SUPPLIED INFORMATION:

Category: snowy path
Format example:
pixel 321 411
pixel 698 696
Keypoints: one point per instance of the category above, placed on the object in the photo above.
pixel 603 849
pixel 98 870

WHAT YOU NEED TO DO: Output every line of the material above verbatim, keeping the original order and changing nothing.

EXERCISE ANSWER:
Category: snowy path
Format example:
pixel 321 411
pixel 698 696
Keypoints: one point per instance of the category above, placed on the object in the photo above.
pixel 603 849
pixel 98 870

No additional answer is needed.